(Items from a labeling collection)
- - - - - - -

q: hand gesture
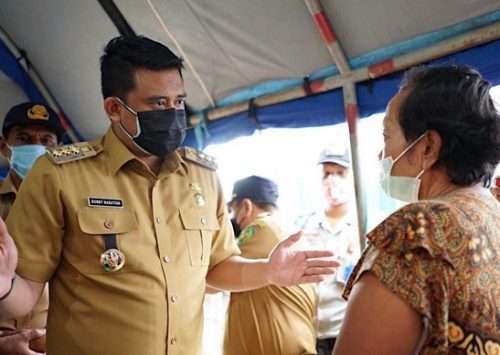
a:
[490,175,500,202]
[0,329,45,355]
[0,218,17,297]
[269,232,340,286]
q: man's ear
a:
[422,129,443,170]
[104,97,121,123]
[0,136,12,160]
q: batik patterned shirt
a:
[344,193,500,354]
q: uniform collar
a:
[104,127,186,177]
[0,172,17,195]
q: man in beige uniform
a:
[0,37,338,355]
[224,176,316,355]
[0,102,65,355]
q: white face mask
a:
[379,132,425,202]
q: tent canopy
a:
[0,0,500,145]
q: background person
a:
[223,176,316,355]
[0,37,338,355]
[333,66,500,355]
[296,144,359,355]
[0,102,65,355]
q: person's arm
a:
[207,232,340,292]
[0,219,44,318]
[333,273,423,355]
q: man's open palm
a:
[269,232,340,286]
[0,218,17,296]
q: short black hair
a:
[101,36,183,101]
[399,65,500,186]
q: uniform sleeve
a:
[344,205,454,350]
[6,156,64,282]
[239,222,280,259]
[206,174,240,268]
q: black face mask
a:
[231,218,241,239]
[117,98,187,158]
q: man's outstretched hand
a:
[0,218,17,297]
[268,232,340,286]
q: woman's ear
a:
[422,129,443,170]
[104,97,121,123]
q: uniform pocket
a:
[179,208,220,266]
[75,207,142,274]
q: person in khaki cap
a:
[224,176,316,355]
[0,102,65,355]
[0,37,338,355]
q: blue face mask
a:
[10,144,45,179]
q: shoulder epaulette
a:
[46,142,102,164]
[179,147,217,170]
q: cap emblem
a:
[27,105,49,121]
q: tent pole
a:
[304,0,366,250]
[190,22,500,125]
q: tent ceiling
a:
[0,0,500,138]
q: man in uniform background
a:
[0,102,65,355]
[296,144,360,355]
[224,176,316,355]
[0,37,338,355]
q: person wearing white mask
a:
[0,102,65,355]
[333,66,500,355]
[295,144,359,355]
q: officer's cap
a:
[318,145,351,168]
[2,102,65,140]
[229,175,279,205]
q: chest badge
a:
[189,182,201,192]
[101,249,125,272]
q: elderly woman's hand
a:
[490,175,500,201]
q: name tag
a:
[88,197,123,208]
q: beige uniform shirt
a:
[7,129,239,355]
[0,174,49,330]
[224,214,316,355]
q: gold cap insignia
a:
[189,182,201,192]
[27,105,50,121]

- - - - - - -

*Aim of the exercise*.
Copy out, unchanged, the part of the material that starts with the line containing "q: short black hair" and ends with the line containing "[0,0,500,138]", including both of those lines.

*Correct output*.
q: short black hair
a:
[101,36,183,101]
[399,65,500,186]
q: uniform sleeve
a:
[344,205,454,350]
[6,156,64,282]
[239,222,280,259]
[206,174,240,268]
q: black face mask
a:
[231,218,241,239]
[117,98,187,158]
q: man's outstretched hand
a:
[0,218,17,297]
[268,232,340,286]
q: woman's ear
a:
[422,129,443,170]
[104,97,121,123]
q: uniform pocket
a:
[179,208,220,266]
[75,207,142,274]
q: person in khaki cap
a:
[224,176,316,355]
[0,102,65,355]
[0,37,338,355]
q: blue face mask
a:
[10,144,45,179]
q: shoulder epaulette
a:
[46,142,102,164]
[179,147,217,170]
q: cap emblem
a:
[27,105,49,121]
q: tent pole
a:
[304,0,366,250]
[190,22,500,125]
q: tent ceiling
a:
[0,0,500,138]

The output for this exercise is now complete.